(Dataset entries)
- Opening Delimiter -

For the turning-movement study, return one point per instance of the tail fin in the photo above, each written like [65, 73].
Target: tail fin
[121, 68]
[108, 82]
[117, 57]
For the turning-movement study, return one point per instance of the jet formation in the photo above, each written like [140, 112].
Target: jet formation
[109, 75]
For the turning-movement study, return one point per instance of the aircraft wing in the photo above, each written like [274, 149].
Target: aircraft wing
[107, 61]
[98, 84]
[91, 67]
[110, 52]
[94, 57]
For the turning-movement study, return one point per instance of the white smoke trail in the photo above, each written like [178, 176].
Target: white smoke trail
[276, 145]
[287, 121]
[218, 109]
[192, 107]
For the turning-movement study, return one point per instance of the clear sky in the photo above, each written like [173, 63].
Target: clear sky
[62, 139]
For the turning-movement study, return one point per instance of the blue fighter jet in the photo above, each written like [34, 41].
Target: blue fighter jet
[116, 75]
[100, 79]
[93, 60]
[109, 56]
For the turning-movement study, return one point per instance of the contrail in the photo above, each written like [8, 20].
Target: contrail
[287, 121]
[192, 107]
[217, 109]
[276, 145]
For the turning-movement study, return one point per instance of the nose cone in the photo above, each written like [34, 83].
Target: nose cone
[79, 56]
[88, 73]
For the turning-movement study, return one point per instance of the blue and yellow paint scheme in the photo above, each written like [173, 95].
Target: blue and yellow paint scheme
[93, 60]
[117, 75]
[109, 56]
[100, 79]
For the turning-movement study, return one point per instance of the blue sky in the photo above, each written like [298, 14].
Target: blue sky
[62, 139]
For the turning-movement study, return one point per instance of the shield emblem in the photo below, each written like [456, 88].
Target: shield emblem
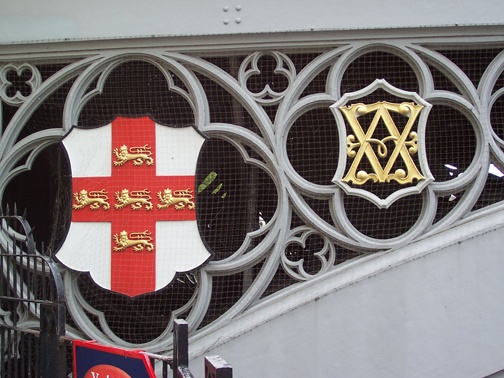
[133, 204]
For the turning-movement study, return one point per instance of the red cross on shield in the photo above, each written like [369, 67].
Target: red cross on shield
[133, 204]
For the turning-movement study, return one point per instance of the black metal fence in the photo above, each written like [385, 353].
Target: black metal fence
[31, 288]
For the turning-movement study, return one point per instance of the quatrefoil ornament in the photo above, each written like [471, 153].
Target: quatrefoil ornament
[33, 82]
[250, 67]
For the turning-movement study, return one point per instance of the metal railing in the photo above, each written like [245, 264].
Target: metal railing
[31, 287]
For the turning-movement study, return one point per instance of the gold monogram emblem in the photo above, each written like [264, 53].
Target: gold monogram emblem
[95, 200]
[137, 199]
[403, 144]
[179, 198]
[137, 240]
[139, 155]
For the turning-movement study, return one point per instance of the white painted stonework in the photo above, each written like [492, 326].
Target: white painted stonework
[28, 21]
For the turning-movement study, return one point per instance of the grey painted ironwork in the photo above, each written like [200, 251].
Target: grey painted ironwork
[268, 244]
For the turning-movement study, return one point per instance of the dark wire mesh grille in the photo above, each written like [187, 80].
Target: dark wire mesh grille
[230, 206]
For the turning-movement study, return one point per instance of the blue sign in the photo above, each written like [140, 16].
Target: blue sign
[92, 360]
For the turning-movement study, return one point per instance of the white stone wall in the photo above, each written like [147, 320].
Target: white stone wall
[27, 21]
[438, 315]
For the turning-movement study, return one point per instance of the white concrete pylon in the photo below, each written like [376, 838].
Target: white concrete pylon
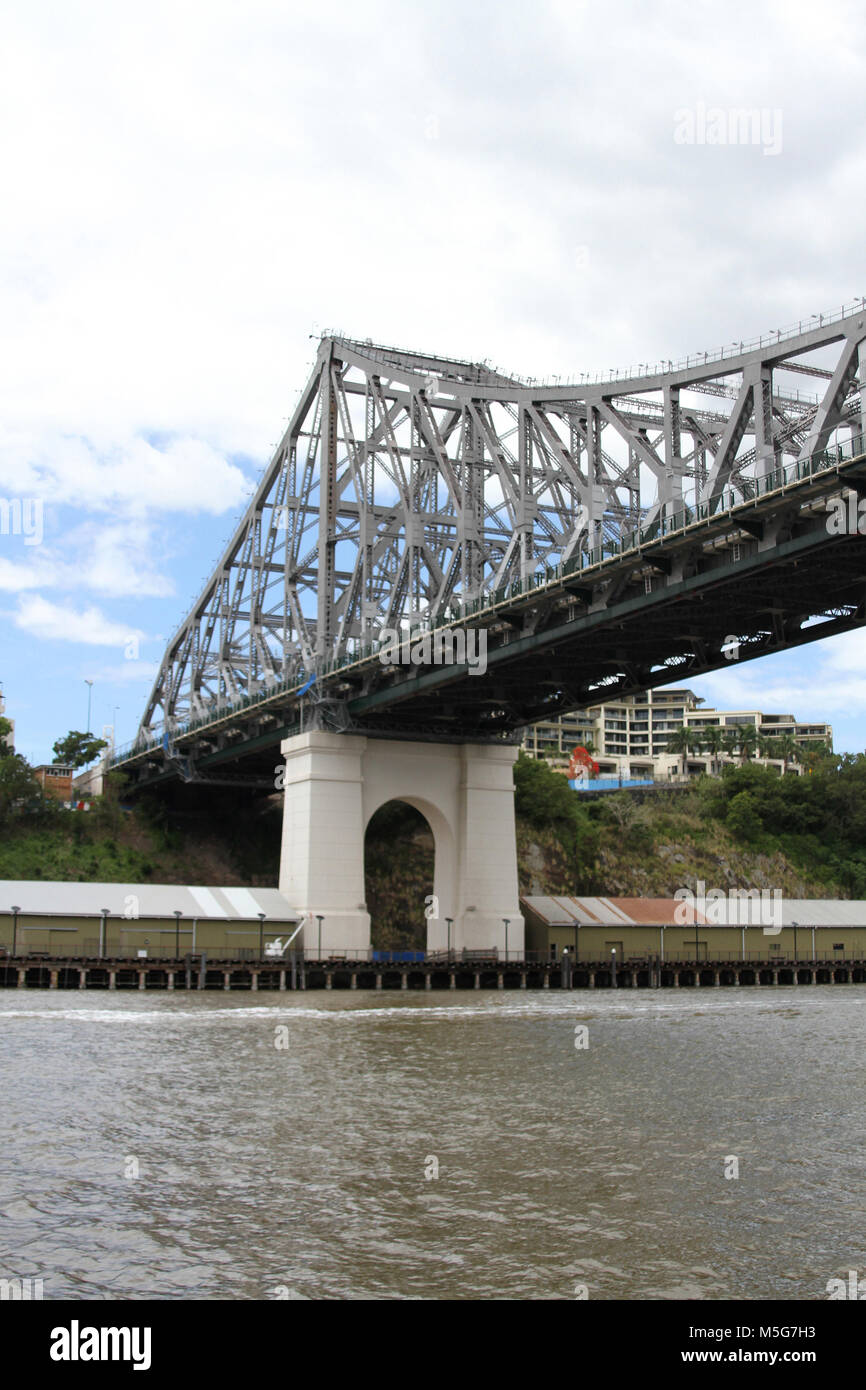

- Closing Delimiter -

Task goal:
Could you give all the records again, exactly, minus the pictures?

Answer space:
For the turning-movement study, return one point per instance of the tail fin in the photo above, each written like [65, 73].
Target: tail fin
[121, 68]
[108, 82]
[117, 57]
For the turning-movement study, return one point per instance of the jet formation in the photo above, each written like [140, 112].
Target: jet formation
[109, 75]
For the turning-movement study, return one point per instance of the aircraft wing in the photo above, each written like [274, 149].
Target: aircraft wing
[107, 61]
[98, 84]
[91, 67]
[110, 52]
[94, 57]
For the turning-movement study, return one point per instance of the white smoke trail in the photo above, each written like [178, 176].
Target: white smoke trail
[276, 145]
[287, 121]
[218, 109]
[192, 107]
For the turning-movement study, return one point per instance of the clear sky in the photo above, each written like [173, 63].
Target: clear sky
[62, 139]
For the turning-movement study, return one point per instance of the blue fighter jet in the photo above, each written like [34, 41].
Target: blue fighter jet
[116, 75]
[100, 79]
[93, 60]
[109, 56]
For the turning-movement study, return one point per instance of the contrail in the photo above, each written like [8, 20].
Target: contrail
[287, 121]
[192, 107]
[217, 109]
[276, 145]
For the turning-movement study, return one point per instance of the nose cone in the photo above, each written like [34, 83].
Target: nose cone
[79, 56]
[88, 73]
For the turning-movement study, return one point per instance of the blue and yellow paint scheme in the photo above, each written like [173, 95].
Target: blue and yellow paint scheme
[93, 60]
[117, 75]
[109, 56]
[100, 79]
For the turning-movement study, return one point per instance of the blue sky in the photo above, each written like [298, 14].
Target: blue sky
[62, 139]
For the turning-movement study, return one point per instance of the shield emblem in the photo below, each written like [456, 88].
Target: shield emblem
[133, 204]
For the turning-movement study, return one point per instance of the red cross on shield in the photo above, each written like [369, 67].
Target: red cross on shield
[133, 204]
For the turning-movement study, return one point per instance of the black metal fence in the photo above, each written like [385, 353].
Target: black metal fence
[31, 288]
For the turning-movement study, return one point per instance of the quatrefoil ornament in the photo above, each written like [471, 153].
Target: quatrefoil ornament
[33, 82]
[250, 67]
For the turning-movement study, return one point per instance of the metal railing in the photo above, each written like [245, 264].
Target: metal railing
[31, 287]
For the turning-movement study, return one point per instance of the gold monogram emblem in the photo above, each written like [264, 53].
Target: gold monogram emblem
[95, 200]
[137, 199]
[403, 144]
[179, 198]
[137, 240]
[139, 155]
For the turning-movement study, return one point per instance of the white painted stonework in the photo above, each written like [492, 326].
Target: white painted stonework
[28, 21]
For the turning-movement study, return one point per instance of the grey painted ironwork in the photo above, each written like [200, 251].
Target: grey painted ironwork
[268, 244]
For the turning-movement study, return one point per instance of the dark wire mesh grille in the photo above, each written like [187, 80].
Target: dark wire mesh grille
[230, 206]
For the turning-movement study, return one point per instance of the blue sign in the photo above, each written like [140, 16].
Target: blue sign
[92, 360]
For the turning-movement study, return one point per instance of the white stone wall in the photo above, each written like [147, 320].
Target: white stone wall
[27, 21]
[438, 315]
For the turning-movement study, return one point per instance of the white concrete pylon in the photo below, each written like [376, 838].
Target: white concrete pylon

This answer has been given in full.